**Exercise:** Search the listing below for the string "office" and show each line that contains it.

++++++++

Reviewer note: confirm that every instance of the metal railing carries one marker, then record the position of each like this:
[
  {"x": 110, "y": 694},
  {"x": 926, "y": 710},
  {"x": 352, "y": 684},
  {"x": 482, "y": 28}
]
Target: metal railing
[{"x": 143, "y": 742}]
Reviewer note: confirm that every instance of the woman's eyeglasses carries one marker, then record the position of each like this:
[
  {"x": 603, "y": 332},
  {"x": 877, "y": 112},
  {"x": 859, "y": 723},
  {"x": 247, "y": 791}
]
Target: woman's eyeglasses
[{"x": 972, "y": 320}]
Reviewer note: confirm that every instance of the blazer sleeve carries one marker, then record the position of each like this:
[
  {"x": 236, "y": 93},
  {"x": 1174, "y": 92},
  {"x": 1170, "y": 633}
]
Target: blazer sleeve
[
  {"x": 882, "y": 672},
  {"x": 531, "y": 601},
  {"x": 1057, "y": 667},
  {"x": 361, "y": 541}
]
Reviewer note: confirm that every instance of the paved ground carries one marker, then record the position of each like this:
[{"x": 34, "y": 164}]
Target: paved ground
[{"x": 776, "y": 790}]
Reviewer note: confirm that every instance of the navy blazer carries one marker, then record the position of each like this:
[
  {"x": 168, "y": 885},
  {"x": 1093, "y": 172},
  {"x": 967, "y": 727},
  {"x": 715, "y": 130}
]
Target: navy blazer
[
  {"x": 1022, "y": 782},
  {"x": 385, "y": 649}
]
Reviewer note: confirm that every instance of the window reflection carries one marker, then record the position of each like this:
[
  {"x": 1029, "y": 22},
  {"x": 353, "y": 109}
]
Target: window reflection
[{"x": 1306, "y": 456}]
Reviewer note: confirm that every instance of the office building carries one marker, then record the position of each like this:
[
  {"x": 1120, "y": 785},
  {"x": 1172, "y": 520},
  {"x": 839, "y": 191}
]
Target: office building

++++++++

**Result:**
Reviewer note: confirm that every instance of the office building carries one marker, then record the position of each like this:
Target: office building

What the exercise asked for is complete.